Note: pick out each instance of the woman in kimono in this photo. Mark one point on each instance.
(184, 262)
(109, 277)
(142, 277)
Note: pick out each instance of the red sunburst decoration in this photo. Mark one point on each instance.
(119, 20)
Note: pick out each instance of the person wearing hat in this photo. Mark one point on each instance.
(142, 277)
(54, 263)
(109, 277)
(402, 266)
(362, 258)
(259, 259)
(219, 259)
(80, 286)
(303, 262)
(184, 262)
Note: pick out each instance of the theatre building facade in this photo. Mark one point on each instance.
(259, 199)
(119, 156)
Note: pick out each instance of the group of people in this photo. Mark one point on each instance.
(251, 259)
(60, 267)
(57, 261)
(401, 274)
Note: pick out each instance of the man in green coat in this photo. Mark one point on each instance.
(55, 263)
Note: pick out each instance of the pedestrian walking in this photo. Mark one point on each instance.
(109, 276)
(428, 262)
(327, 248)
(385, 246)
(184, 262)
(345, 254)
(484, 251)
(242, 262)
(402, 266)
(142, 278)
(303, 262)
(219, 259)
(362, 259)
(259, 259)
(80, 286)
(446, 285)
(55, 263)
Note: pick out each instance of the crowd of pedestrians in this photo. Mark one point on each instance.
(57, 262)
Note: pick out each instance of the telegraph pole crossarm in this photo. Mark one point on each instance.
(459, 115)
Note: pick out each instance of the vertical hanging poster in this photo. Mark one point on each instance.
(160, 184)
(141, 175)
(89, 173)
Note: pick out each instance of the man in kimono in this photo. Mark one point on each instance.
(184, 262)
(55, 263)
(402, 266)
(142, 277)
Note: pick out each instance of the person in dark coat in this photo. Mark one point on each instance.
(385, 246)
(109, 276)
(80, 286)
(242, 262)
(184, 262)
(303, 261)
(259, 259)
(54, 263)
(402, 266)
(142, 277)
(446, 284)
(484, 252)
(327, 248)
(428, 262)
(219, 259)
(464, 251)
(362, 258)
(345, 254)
-*-*-
* Task: Could you return the data above exactly as it stands?

* Answer:
Note: pick out each instance of the woman in kimono in this photo. Mark one point on each instance.
(184, 262)
(109, 277)
(142, 277)
Note: pick out each instance of the red sunburst decoration in this photo. Mark one point on each instance.
(119, 20)
Note: pick out each instance of the person wearing hat in this photo. Mark one point on each instance.
(142, 277)
(54, 263)
(109, 277)
(402, 266)
(362, 258)
(259, 259)
(219, 259)
(80, 286)
(303, 262)
(184, 262)
Note: pick out each instance of the theatre building facade in this photo. Mark one point on each instance.
(259, 199)
(119, 156)
Note: pick out each instance of the group of people in this photo. Mark one point on each instance.
(251, 259)
(60, 267)
(57, 261)
(401, 274)
Note: pick out each instance of the man in green coat in this photo. Mark one point on each instance.
(55, 263)
Note: pick out each instance of the pedestrian walking in this photo. Mark one point on each instance.
(109, 276)
(428, 262)
(327, 248)
(385, 246)
(184, 262)
(345, 254)
(484, 251)
(242, 262)
(402, 266)
(142, 278)
(303, 262)
(219, 259)
(362, 259)
(259, 259)
(80, 286)
(446, 285)
(55, 263)
Note: pick out each instance of the crowd of pedestrians in this photo. Mark one point on each instance.
(57, 262)
Note: pick out each instance of the telegraph pole crossarm in this photo. Mark one point on each instance.
(459, 115)
Note: pick out each instance of the vertical hanging poster in this photo. Mark one point on each instance.
(160, 184)
(141, 175)
(89, 173)
Note: pick out each instance of the man in kimono in this photo. Mark one point on each instance.
(184, 262)
(55, 263)
(402, 266)
(142, 277)
Note: pick out each instance of the person in dark coat in this photo. Mark one point on each instance.
(385, 246)
(109, 276)
(80, 286)
(242, 262)
(184, 262)
(303, 261)
(259, 259)
(54, 263)
(402, 266)
(142, 277)
(446, 284)
(484, 252)
(327, 248)
(428, 262)
(219, 259)
(464, 251)
(362, 258)
(345, 254)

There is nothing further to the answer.